__ЗАДАНИЕ__. Во что, согласно исходному тексту, Афина превратила волосы Медузы?

__ИСХОДНЫЙ ТЕКСТ__.
────────

Удивительно, что столь незначительное событие привело меня в состояние такого отчаяния. Но когда вы живете в «мире травмы», за ваши отклики несет ответственность ослабленная нервная система, которая постоянно исходит из того, что вы все время находитесь под угрозой нападения или изгнания, даже если на самом деле опасность отсутствует.

Комплекс Мертвой матери наносит удар по телу, останавливает вас в ваших духовных поисках, заставляет молчать, как только вы собираетесь что-нибудь сказать. Он парализует энергию, в результате чего вы не можете принимать участие в окружающей жизни. Это и есть то, что Вудман называет «тактикой опоссума», когда «жизнь воспринимается как минное поле, на котором вы лежите, сбитая с ног взрывами, которые неслышны для всех остальных. Если в окружающей среде присутствует подсознательная враждебность, тонкое тело, действуя автоматически, замыкается в себе и переходит в состояние “мертвого”» [11].

Для исцеления раны, оставленной комплексом Мертвой матери, полезно понять его происхождение и то, как он стал таким ужасающим выражением природы человека. Обратившись к мифу о Медузе горгоне, мы узнаем, что Медуза не всегда была таким ужасным монстром со змеями на голове вместо волос, заставлявшим всех каменеть от своего вида. Еще до того, как она стала той, что карала и сводила каждого до уровня овеществленного предмета, с ней самой поступили схожим образом.

Медуза была самой обаятельной из трех сестер ― очаровательной девой с золотистыми кудрями. И пока многие женихи стремились завоевать ее благосклонность, Посейдон изнасиловал ее в храме Афины. Преисполненная местью за осквернение храма, Афина прокляла Медузу, превратив ее прекрасные волосы в змей, и сделала ее такой страшной, что любой брошенный на нее взгляд превращал смотрящего человека в камень.

Для наших целей я рассмотрю два аспекта мифа: как Афина наказала Медузу за осквернение своего храма и как Медуза приняла ужасающую форму горгоны в результате надругательства над собой.

 

Афина появилась на свет из головы своего отца Зевса, будучи одетой в доспехи и готовой к битве. Можно сказать, что она была лучшей дочерью своего отца, олицетворяя такие основополагающие ценности, как благоразумие, сила и победа. А Медуза, хотя мы привыкли думать о ней как о воплощении женской ярости, когда-то была хорошо известна благодаря чувственной красоте и нежному отношению к сестрам. Образно говоря, мы можем с уверенностью утверждать, что эти две женщины представляют собой культурологическое противоречие женского начала – между гражданственностью и первобытностью, логосом и эросом, законопослушностью и неуправляемостью. Точно такое же противоречие, как мы видим, зеркально отражается в других повествованиях, например, в библейской притче о Марии и Марии Магдалине. Будучи богиней-девственницей, Афина была напугана жизненной активностью, первобытной энергией Медузы, поэтому прокляла ее и превратила в чудовище. Но не будем забывать, что был совершен акт отвратительного насилия, который и оказался в центре всех противоречий.

────────

__ВЫДЕРЖКИ ИЗ ЗАПИСЕЙ__.

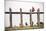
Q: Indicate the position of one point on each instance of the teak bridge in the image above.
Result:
(38, 16)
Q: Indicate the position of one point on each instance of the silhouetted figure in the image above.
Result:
(26, 24)
(33, 9)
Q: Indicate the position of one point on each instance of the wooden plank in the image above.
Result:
(10, 18)
(31, 18)
(21, 17)
(38, 18)
(23, 12)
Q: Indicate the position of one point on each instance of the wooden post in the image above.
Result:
(10, 18)
(21, 17)
(31, 18)
(38, 18)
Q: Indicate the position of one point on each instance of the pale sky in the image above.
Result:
(26, 6)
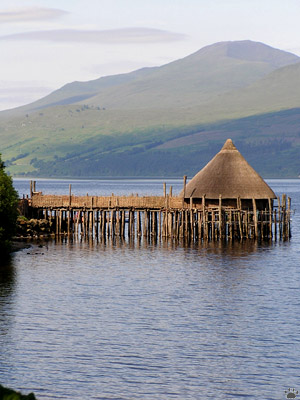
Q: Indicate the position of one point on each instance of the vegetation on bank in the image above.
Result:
(9, 394)
(165, 120)
(8, 210)
(270, 143)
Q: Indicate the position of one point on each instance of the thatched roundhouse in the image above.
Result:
(230, 179)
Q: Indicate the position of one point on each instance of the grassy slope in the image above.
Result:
(148, 110)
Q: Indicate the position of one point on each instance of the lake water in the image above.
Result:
(133, 320)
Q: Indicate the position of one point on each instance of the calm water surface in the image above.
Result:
(138, 320)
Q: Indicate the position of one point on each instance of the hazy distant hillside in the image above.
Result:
(87, 128)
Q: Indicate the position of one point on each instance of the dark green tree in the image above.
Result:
(8, 210)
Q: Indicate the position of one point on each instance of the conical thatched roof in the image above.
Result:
(228, 174)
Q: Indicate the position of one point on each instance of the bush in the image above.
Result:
(8, 210)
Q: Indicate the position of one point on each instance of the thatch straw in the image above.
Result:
(228, 174)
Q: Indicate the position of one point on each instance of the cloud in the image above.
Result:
(118, 36)
(30, 14)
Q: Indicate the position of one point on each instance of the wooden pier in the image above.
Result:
(159, 217)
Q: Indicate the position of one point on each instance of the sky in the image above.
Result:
(48, 43)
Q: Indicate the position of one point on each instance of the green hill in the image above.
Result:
(164, 120)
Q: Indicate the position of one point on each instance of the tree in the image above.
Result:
(8, 210)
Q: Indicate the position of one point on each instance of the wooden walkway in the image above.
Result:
(158, 217)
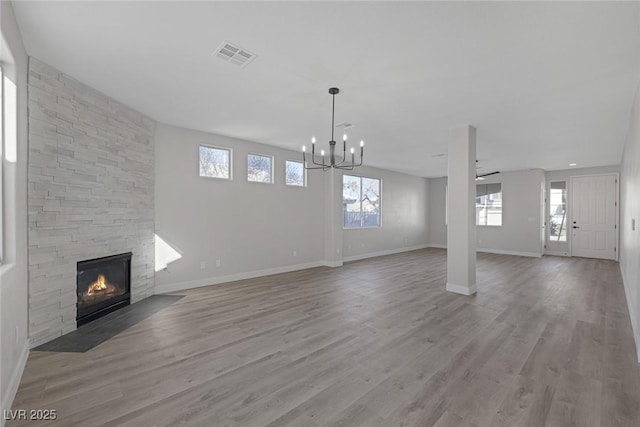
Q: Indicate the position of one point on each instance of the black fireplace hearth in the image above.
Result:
(103, 285)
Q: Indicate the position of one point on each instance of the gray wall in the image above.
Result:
(405, 217)
(520, 232)
(437, 212)
(630, 210)
(252, 228)
(91, 188)
(13, 272)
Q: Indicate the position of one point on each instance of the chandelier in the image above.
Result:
(332, 147)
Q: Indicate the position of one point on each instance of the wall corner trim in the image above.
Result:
(14, 382)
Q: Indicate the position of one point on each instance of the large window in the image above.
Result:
(489, 204)
(259, 168)
(558, 212)
(360, 201)
(294, 173)
(215, 162)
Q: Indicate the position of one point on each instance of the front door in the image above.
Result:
(594, 216)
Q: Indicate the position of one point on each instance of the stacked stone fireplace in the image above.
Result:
(90, 192)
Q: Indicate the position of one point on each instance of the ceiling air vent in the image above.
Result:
(345, 125)
(234, 54)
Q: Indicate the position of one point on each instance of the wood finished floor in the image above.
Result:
(377, 342)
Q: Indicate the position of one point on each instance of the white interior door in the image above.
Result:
(594, 216)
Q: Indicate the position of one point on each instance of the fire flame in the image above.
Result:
(98, 285)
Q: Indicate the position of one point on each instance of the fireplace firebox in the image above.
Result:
(103, 286)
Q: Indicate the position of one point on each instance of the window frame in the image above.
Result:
(271, 167)
(215, 147)
(304, 174)
(380, 197)
(485, 206)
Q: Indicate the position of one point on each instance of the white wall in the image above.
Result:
(630, 210)
(562, 248)
(13, 274)
(405, 217)
(437, 212)
(252, 228)
(520, 233)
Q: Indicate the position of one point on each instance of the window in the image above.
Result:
(489, 204)
(558, 212)
(360, 201)
(294, 173)
(215, 162)
(259, 168)
(8, 155)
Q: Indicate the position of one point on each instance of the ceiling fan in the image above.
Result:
(480, 177)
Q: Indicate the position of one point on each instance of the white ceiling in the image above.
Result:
(546, 84)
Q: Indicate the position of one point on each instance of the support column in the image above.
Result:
(333, 218)
(461, 228)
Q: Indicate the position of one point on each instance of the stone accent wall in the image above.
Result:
(90, 194)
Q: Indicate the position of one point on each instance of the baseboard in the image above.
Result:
(507, 252)
(632, 314)
(332, 264)
(199, 283)
(461, 289)
(497, 251)
(14, 382)
(383, 253)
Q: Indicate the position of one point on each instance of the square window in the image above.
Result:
(215, 162)
(260, 168)
(294, 173)
(489, 204)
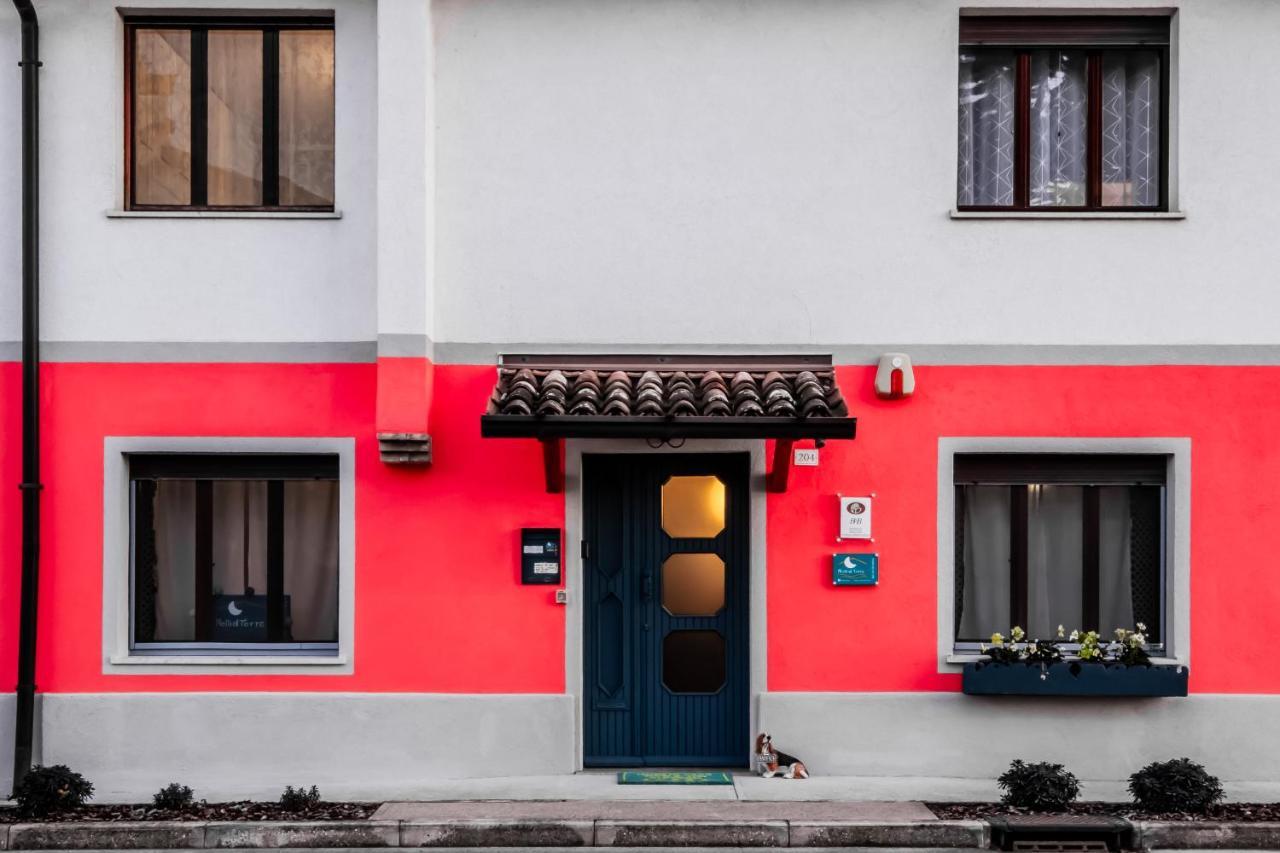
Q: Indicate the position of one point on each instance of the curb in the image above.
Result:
(124, 835)
(314, 834)
(968, 834)
(625, 833)
(176, 835)
(494, 833)
(193, 835)
(1208, 836)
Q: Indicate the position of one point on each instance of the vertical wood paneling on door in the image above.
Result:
(608, 678)
(644, 721)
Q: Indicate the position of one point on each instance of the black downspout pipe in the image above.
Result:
(30, 486)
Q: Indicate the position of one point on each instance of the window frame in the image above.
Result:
(208, 658)
(1091, 471)
(1095, 36)
(211, 468)
(1178, 523)
(200, 24)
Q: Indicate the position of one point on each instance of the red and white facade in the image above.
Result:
(598, 178)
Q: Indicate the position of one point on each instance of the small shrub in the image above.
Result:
(173, 797)
(1040, 787)
(1178, 785)
(46, 790)
(297, 799)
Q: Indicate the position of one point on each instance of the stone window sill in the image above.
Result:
(223, 214)
(1159, 215)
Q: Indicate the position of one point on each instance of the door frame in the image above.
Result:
(757, 575)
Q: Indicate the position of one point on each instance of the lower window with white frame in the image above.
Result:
(1059, 539)
(234, 553)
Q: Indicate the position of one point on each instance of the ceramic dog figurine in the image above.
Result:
(771, 762)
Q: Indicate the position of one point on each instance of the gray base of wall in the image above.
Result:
(237, 746)
(378, 746)
(951, 735)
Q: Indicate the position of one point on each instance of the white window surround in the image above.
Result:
(118, 657)
(1178, 528)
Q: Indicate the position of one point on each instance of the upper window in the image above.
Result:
(234, 553)
(1059, 539)
(231, 113)
(1063, 113)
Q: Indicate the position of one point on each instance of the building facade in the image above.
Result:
(252, 575)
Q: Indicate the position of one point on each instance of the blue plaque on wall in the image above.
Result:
(855, 569)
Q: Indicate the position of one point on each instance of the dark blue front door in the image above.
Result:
(666, 610)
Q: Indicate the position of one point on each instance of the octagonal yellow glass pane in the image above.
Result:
(693, 507)
(693, 584)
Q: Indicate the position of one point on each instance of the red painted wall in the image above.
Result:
(883, 638)
(438, 601)
(439, 605)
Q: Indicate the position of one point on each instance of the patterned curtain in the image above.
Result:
(986, 154)
(1059, 128)
(1130, 129)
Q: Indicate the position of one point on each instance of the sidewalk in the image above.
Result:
(602, 785)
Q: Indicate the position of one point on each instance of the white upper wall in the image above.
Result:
(178, 279)
(782, 172)
(656, 172)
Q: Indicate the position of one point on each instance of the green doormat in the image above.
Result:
(673, 778)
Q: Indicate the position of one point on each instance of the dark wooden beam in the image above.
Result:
(553, 463)
(204, 560)
(781, 470)
(277, 630)
(663, 428)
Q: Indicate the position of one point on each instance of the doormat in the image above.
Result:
(673, 778)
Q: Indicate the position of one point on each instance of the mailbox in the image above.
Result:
(539, 556)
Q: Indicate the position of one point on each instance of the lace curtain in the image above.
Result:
(1059, 128)
(1055, 560)
(987, 96)
(1130, 129)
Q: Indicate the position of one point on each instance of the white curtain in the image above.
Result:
(986, 561)
(1059, 128)
(240, 518)
(176, 561)
(311, 559)
(1130, 128)
(986, 150)
(1055, 559)
(1115, 575)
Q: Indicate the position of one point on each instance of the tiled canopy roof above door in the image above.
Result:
(667, 397)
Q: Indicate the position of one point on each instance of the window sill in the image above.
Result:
(1173, 215)
(223, 214)
(228, 660)
(960, 658)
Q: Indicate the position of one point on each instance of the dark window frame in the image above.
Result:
(1095, 36)
(1019, 471)
(205, 469)
(200, 23)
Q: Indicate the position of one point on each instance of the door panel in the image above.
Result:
(666, 609)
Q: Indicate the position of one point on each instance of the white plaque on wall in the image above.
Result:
(855, 518)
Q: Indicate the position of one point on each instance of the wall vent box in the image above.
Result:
(539, 556)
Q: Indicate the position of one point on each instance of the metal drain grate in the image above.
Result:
(1061, 847)
(1061, 834)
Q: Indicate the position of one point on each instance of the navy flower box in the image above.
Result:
(1073, 678)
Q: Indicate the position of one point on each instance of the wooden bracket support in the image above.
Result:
(553, 463)
(781, 470)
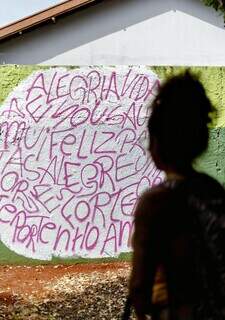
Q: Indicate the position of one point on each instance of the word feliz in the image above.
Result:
(74, 161)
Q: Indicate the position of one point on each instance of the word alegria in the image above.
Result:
(74, 160)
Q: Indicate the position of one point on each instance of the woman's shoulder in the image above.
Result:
(153, 200)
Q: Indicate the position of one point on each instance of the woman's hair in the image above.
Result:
(179, 121)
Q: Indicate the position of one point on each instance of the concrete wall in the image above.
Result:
(156, 32)
(126, 32)
(73, 156)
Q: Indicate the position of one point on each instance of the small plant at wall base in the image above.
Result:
(218, 5)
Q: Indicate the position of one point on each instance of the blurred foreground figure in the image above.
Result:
(180, 224)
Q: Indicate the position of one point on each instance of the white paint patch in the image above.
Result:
(74, 160)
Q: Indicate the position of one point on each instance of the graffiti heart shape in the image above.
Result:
(74, 161)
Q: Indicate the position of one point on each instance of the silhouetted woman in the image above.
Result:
(179, 223)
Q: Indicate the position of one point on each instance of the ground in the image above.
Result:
(78, 292)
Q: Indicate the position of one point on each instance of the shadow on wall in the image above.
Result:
(93, 23)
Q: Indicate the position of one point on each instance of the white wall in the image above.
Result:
(156, 32)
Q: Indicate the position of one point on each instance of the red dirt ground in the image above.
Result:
(31, 280)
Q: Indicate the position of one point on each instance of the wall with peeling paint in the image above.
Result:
(74, 158)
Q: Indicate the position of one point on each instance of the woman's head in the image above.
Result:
(178, 124)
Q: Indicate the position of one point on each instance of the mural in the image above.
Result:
(73, 160)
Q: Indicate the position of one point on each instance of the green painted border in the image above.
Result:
(212, 161)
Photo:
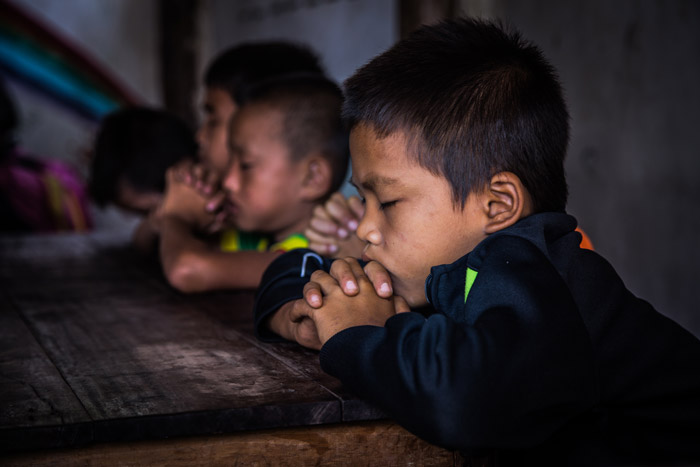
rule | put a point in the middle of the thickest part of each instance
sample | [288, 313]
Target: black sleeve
[508, 379]
[282, 282]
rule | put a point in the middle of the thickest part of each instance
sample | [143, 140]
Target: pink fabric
[47, 196]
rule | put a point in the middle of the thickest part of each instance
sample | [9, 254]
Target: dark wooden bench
[102, 361]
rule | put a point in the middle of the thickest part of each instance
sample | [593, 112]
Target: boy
[535, 349]
[230, 77]
[227, 80]
[288, 152]
[133, 149]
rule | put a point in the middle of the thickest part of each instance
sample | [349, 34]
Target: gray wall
[631, 70]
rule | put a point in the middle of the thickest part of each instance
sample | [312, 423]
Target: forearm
[145, 237]
[282, 284]
[179, 249]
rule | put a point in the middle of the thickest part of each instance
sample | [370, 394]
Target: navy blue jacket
[536, 350]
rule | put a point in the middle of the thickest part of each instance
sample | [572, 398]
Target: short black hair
[311, 105]
[474, 99]
[237, 69]
[137, 145]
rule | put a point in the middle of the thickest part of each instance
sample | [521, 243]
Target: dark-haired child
[534, 349]
[230, 77]
[228, 81]
[287, 153]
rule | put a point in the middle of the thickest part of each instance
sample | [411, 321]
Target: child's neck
[297, 227]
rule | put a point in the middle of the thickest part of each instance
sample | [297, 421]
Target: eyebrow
[371, 182]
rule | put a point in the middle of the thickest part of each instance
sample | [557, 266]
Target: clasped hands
[349, 295]
[193, 195]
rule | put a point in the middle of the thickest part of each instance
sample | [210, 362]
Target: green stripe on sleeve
[469, 281]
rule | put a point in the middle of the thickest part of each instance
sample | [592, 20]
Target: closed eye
[388, 204]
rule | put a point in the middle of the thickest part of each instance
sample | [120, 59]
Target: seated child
[331, 231]
[37, 194]
[133, 149]
[227, 80]
[534, 349]
[288, 152]
[230, 77]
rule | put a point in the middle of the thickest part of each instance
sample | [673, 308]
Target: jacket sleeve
[508, 378]
[283, 281]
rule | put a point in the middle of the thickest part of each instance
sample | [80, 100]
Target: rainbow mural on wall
[36, 55]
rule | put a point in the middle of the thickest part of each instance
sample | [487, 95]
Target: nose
[367, 230]
[232, 180]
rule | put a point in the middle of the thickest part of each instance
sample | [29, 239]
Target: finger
[380, 279]
[328, 283]
[312, 294]
[347, 272]
[401, 305]
[300, 310]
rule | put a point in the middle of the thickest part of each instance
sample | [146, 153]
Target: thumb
[400, 305]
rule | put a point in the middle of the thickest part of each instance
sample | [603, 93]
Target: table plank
[144, 360]
[34, 396]
[370, 443]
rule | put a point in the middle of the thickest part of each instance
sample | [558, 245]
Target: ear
[316, 177]
[506, 201]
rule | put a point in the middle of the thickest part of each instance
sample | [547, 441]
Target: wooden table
[101, 361]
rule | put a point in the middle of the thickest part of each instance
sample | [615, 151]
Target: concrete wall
[345, 33]
[630, 69]
[631, 74]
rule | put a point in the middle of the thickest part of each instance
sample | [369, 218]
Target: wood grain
[370, 443]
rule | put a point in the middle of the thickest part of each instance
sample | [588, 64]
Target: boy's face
[410, 222]
[212, 135]
[262, 183]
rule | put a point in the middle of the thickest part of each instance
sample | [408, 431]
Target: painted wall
[629, 67]
[121, 36]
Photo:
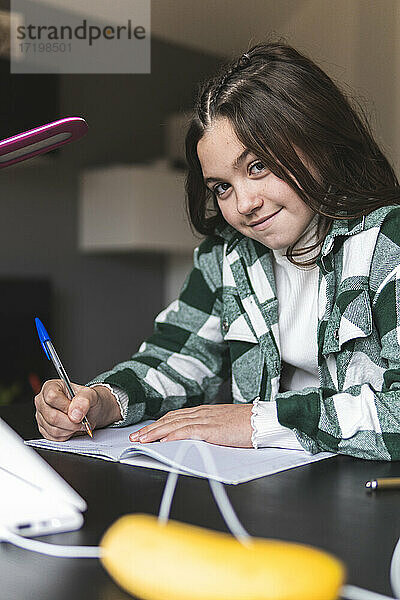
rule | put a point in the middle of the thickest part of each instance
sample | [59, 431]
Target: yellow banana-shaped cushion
[174, 561]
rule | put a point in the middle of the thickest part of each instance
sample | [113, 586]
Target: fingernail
[76, 415]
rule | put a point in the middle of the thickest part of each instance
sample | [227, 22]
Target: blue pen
[53, 356]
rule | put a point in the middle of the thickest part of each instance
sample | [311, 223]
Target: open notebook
[232, 465]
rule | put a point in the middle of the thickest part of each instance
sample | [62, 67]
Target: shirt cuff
[267, 431]
[121, 398]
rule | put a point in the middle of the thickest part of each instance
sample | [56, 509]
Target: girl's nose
[247, 202]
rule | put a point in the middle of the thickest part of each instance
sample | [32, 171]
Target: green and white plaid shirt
[225, 324]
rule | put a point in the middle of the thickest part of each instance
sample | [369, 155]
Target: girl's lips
[265, 223]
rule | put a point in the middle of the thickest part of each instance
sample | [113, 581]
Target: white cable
[352, 592]
[395, 570]
[218, 491]
[50, 549]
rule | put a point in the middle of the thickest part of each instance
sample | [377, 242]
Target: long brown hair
[279, 102]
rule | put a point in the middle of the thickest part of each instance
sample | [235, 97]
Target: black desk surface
[323, 504]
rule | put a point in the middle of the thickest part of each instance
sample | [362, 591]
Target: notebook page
[232, 465]
[108, 443]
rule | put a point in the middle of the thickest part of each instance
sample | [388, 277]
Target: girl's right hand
[59, 418]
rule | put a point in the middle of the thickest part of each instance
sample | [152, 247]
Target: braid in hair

────────

__РЕЗУЛЬТАТ ВЫПОЛНЕНИЯ__. В змей.